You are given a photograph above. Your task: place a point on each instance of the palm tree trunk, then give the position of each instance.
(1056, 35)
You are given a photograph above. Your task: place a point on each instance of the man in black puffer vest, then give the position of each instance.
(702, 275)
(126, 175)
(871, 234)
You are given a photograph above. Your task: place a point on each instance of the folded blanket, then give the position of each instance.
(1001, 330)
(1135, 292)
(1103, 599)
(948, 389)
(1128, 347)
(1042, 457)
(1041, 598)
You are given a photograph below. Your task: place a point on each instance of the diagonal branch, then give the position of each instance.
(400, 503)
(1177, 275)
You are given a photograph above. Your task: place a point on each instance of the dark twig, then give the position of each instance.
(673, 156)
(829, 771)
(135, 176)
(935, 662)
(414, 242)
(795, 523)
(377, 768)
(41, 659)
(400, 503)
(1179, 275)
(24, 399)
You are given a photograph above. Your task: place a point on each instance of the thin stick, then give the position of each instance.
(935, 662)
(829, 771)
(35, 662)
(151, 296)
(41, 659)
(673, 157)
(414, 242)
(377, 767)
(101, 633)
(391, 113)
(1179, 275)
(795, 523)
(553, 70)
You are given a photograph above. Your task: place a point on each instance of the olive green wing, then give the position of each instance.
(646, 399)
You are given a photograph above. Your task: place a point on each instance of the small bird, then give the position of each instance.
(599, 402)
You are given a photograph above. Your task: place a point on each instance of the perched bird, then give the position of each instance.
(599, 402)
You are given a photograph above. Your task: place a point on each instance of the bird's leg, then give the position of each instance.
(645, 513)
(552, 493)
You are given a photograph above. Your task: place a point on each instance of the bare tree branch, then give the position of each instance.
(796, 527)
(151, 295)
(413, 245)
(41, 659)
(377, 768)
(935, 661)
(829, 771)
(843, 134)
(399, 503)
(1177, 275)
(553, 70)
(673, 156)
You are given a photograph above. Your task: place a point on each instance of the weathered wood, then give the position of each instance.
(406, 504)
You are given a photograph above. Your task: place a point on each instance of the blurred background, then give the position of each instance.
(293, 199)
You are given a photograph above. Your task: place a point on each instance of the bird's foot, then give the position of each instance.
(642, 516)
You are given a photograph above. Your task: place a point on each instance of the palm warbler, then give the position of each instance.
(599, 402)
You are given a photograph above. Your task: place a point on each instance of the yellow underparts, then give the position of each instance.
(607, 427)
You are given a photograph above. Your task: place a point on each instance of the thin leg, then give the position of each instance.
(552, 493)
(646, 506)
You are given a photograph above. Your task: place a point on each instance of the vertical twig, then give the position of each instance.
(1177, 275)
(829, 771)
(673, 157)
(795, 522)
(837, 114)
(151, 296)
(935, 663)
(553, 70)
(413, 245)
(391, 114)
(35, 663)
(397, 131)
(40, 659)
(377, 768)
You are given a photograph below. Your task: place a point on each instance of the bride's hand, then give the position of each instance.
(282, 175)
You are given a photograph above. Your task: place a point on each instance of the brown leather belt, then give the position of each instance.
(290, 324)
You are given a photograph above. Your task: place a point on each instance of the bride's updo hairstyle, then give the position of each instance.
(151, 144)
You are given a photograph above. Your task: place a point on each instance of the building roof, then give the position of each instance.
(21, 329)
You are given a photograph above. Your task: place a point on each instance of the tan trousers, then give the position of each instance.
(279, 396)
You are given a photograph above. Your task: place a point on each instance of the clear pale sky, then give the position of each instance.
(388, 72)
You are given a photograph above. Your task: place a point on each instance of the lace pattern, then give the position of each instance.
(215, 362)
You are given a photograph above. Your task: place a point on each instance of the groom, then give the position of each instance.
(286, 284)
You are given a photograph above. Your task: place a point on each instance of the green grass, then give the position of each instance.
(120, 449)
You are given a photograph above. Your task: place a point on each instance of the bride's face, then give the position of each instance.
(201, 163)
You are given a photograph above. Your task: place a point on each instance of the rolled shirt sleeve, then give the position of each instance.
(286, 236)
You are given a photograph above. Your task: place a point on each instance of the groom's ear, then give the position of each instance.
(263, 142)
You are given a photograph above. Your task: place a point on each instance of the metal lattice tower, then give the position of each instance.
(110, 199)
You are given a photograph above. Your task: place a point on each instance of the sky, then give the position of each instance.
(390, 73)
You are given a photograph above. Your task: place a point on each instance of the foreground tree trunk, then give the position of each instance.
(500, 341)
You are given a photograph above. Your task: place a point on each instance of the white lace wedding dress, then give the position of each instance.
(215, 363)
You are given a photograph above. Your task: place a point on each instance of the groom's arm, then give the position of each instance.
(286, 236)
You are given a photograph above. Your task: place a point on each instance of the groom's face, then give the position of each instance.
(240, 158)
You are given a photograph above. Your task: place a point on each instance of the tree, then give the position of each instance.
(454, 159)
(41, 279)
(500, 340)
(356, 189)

==*==

§ **PROBLEM**:
Rescale the stretch from the first line through the line containing "(1041, 598)" by writing each of those lines out again, requests included, with every coordinate in the answers multiplied by 0.9 and rounded to a whole number, halves rounding up. Give only those lines.

§ **WRITTEN SOLUTION**:
You are given a photograph above. Your task: place a point on each instance of the palm tree trunk, then give the position of each instance.
(950, 32)
You are given a photograph above. Your task: place a point on each instance of the man in black puffer vest, then give the position of each instance.
(632, 248)
(113, 158)
(784, 211)
You are given a photograph above. Your task: place a point on each instance of the folded blanket, then give the position of each instance.
(901, 297)
(1022, 263)
(993, 539)
(853, 350)
(1015, 312)
(938, 411)
(937, 538)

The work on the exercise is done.